下に載せた利用報告書の抜粋を、最後の行の後から書き継ぐこと。

- 抜粋テキスト:
------------------------------------------------

利用報告書 / User's Reports


【公開日:2023.07.28】【最終更新日:2023.05.12】

課題データ / Project Data

課題番号 / Project Issue Number

22HK0106

利用課題名 / Title

リソグラフィ技術を利用した微細構造の作製と機能性評価

利用した実施機関 / Support Institute

北海道大学 / Hokkaido Univ.

機関外・機関内の利用 / External or Internal Use

外部利用/External Use

技術領域 / Technology Area

【横断技術領域 / Cross-Technology Area】(主 / Main)加工・デバイスプロセス/Nanofabrication(副 / Sub)-

【重要技術領域 / Important Technology Area】(主 / Main)量子・電子制御により革新的な機能を発現するマテリアル/Materials using quantum and electronic control to perform innovative functions(副 / Sub)その他/Others

キーワード / Keywords

リソグラフィ/Lithography,スパッタリング/Sputtering,表面・界面・粒界制御/ Surface/interface/grain boundary control


利用者と利用形態 / User and Support Type

利用者名(課題申請者)/ User Name (Project Applicant)

平井 悠司

所属名 / Affiliation

公立千歳科学技術大学 理工学部

共同利用者氏名 / Names of Collaborators in Other Institutes Than Hub and Spoke Institutes
ARIM実施機関支援担当者 / Names of Collaborators in The Hub and Spoke Institutes

松尾保孝

利用形態 / Support Type

(主 / Main)機器利用/Equipment Utilization(副 / Sub),共同研究/Joint Research


利用した主な設備 / Equipment Used in This Project

HK-604:レーザー描画装置
HK-609:ヘリコンスパッタリング装置
HK-611:多元スパッタ装置
HK-606:マスクアライナ


報告書データ / Report

概要(目的・用途・実施内容)/ Abstract (Aim, Use Applications and Contents)

------------------------------------------------

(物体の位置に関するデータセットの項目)
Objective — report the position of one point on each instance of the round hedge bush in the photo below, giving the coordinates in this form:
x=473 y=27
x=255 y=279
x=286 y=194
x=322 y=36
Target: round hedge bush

------------------------------------------------

- 出力結果:
 摩擦は産業分野において、エネルギー消費や様々な部材の寿命に関わるなど、大きな課題となっている。一般的に無潤滑条件下の固体摩擦において、摩擦力は真実接触面積に依存するため、摩擦界面に微細構造を形成させて見かけ上の接触面積を減らしてたとしても、荷重の集中による界面の塑性変形によって荷重と真実接触面積が比例関係となるため、摩擦力は変化しないと言われている。一方でヘビやマダラシミなど体表が擦れる環境で生存している生物表面には微細構造があり、その微細構造も摩擦力に影響を与えていると考えられている。そこで塑性変形材料であり、産業応用も容易な金属を用いて微細構造を作製して摩擦力を測定、微細構造がどのように摩擦に影響するのか、また微細構造による摩擦力の制御可能性について研究を行った。

実験 / Experimental

電子線リソグラフィー・レーザーリソグラフィー技術により、フォトレジスト(SU-8)マイクロスケールの溝構造を作製、その微細構造をポリジメチルシロキサン(PDMS)、次いでホットプレスによりポリスチレン(PSt)、さらにPSt微細構造に金をスパッタ後、スパッタした金表面を陰極、ニッケルを陽極とした電気鋳造によって微細構造を転写していき、最終的にニッケルの微細溝構造を作製した。作製後のニッケル微細溝構造は表面に金が残存していたため、選択的金エッチング液(AURUM-302)にて金のみを除去した。作製した各段階での表面は走査型電子顕微鏡(SEM)を用いて観察し、ニッケルの微細溝構造の摩擦力を、直径10 mmのステンレス球を圧子とし、1 mm/s の速度で測定した。

結果と考察 / Results and Discussion

 SEMによる観察の結果、各転写段階においてきれいな微細溝構造が形成しており、最終的に金属であるニッケルの微細構造を得ることに成功した。ニッケル微小溝構造の摩擦力を測定した結果、溝に対して平行方向の摺動より、垂直方向に摺動させるほうが摩擦力が小さくなることが明らかとなった。一方、マイカを利用して作製したニッケルの平滑表面の摩擦力は、垂直方向の摩擦力よりは大きく、平行方向よりは小さい結果となった。摩擦測定後の表面を再度SEMによって観察すると、どの表面も大きく変形しているとともに、摩耗粉の堆積状態に違いが見られた。荷重の集中による変形の違いや摩耗粉の堆積具合によって摩擦力が変化することが示唆され、微小な溝構造は摩擦力に影響を与えることが明らかとなった。

図・表・数式 / Figures, Tables and Equations
その他・特記事項(参考文献・謝辞等) / Remarks(References and Acknowledgements)


成果発表・成果利用 / Publication and Patents

論文・プロシーディング(DOIのあるもの) / DOI (Publication and Proceedings)
口頭発表、ポスター発表および、その他の論文 / Oral Presentations etc.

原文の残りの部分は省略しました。